Go through the data below. Pull out every line that has the word "instance".

[Collected data entries]
※

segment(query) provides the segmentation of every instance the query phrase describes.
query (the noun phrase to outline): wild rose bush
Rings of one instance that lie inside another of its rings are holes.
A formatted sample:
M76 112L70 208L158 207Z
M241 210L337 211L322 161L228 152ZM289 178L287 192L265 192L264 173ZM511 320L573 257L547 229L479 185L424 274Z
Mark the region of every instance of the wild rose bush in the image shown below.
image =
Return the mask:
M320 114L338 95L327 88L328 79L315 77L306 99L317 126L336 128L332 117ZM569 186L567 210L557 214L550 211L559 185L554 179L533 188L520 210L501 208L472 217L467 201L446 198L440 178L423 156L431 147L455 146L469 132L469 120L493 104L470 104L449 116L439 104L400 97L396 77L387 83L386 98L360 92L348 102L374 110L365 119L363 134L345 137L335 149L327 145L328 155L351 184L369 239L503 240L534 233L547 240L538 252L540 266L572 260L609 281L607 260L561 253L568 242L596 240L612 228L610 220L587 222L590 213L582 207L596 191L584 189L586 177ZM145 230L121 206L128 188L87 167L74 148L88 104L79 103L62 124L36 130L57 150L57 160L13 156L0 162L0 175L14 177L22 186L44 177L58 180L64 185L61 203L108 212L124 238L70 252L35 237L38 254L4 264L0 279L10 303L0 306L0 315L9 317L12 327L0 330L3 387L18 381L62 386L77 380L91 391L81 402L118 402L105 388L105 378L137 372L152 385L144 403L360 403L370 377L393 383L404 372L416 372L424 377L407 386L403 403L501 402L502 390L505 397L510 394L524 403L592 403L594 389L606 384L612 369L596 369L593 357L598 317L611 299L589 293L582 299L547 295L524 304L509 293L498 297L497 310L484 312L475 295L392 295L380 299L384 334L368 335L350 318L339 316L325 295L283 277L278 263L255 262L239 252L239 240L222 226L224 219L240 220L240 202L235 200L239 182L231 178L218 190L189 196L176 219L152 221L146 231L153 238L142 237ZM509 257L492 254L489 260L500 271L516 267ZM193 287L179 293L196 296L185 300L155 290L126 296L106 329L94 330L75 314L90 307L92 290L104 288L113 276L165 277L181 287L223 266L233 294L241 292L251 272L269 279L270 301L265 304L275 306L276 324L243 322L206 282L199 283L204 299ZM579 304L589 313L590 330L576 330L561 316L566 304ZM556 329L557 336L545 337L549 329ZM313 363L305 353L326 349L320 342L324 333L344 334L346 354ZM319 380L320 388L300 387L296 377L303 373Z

※

Task solution:
segment(query) provides the segmentation of every instance the query phrase describes.
Rings of one instance that lie inside another of its rings are holes.
Mark the region of every instance of the wild rose bush in the image shown below.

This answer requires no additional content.